WORK REQUEST 1 |
In the commentary on the Fulgenzi and McDaniel preemption cases, list the first word of each sentence in the second paragraph, in order.
WORK REQUEST 2 |
Reproduce the passage of the commentary on the Fulgenzi and McDaniel preemption cases from "Note that there" to "see it now.".

TEXT EXCERPT |

^^^^

While we disagree with where Fulgenzi came out, we agree that even if you found Fulgenzi’s reasoning sound, it doesn’t apply to McDaniel. In this case, the court correctly concluded that the FDA requirements regarding distribution of Medication Guides was a “critical element” – actually only element — of plaintiff’s case, and therefore the claim was impliedly preempted.

Note that there is a dissenting opinion that argues the McDaniel case does fit within the Fulgenzi framework by finding that Plaintiff McDaniel also pleaded a failure to warn claim alleging inadequacy of the warning. We certainly think the language cited by the majority demonstrates that’s not the case, but we aren’t going to spend time quibbling over it because we don’t think adequacy should be outcome determinative. As we said back when we posted on Fulgenzi, there is no question that the duty at issue (to update or to distribute) is federal. Only the federal government may enforce it. Whether the updated warning and/or Medication Guide is, or is not, also “adequate” under state law amounts to nothing more than coincidence. At least that’s how we saw it then and still see it now.

^^^^

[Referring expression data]
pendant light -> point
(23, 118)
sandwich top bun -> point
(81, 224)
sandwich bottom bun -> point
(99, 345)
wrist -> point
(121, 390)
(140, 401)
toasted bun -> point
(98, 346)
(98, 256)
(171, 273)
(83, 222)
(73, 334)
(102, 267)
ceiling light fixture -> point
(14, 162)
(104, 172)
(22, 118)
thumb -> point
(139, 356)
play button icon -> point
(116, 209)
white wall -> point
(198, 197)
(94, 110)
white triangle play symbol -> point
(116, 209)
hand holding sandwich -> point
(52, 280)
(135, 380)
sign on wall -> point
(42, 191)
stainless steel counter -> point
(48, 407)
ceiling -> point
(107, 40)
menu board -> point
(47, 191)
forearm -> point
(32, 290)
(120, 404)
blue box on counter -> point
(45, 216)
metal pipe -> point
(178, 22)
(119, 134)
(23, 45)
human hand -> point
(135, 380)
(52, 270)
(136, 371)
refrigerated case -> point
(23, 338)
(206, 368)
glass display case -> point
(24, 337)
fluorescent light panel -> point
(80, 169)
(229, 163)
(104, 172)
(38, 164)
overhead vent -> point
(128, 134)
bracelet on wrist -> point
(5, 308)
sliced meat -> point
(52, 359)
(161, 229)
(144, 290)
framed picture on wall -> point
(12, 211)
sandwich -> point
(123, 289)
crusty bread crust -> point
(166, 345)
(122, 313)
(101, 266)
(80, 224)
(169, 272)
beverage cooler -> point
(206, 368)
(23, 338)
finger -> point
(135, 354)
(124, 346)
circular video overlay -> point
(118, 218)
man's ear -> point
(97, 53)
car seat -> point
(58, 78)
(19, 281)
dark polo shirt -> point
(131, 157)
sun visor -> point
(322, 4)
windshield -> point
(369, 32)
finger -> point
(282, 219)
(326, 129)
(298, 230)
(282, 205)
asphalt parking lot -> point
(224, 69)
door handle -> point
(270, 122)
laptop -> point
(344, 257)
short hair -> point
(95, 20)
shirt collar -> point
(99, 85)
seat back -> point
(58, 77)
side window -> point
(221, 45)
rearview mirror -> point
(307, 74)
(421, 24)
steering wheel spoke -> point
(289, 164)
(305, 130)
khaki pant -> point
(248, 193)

^^^^

YOUR RESPONSE 1 |
Note, We, As, Only, Whether, At

YOUR RESPONSE 2 |
Note that there is a dissenting opinion that argues the McDaniel case does fit within the Fulgenzi framework by finding that Plaintiff McDaniel also pleaded a failure to warn claim alleging inadequacy of the warning. We certainly think the language cited by the majority demonstrates that’s not the case, but we aren’t going to spend time quibbling over it because we don’t think adequacy should be outcome determinative. As we said back when we posted on Fulgenzi, there is no question that the duty at issue (to update or to distribute) is federal. Only the federal government may enforce it. Whether the updated warning and/or Medication Guide is, or is not, also “adequate” under state law amounts to nothing more than coincidence. At least that’s how we saw it then and still see it now.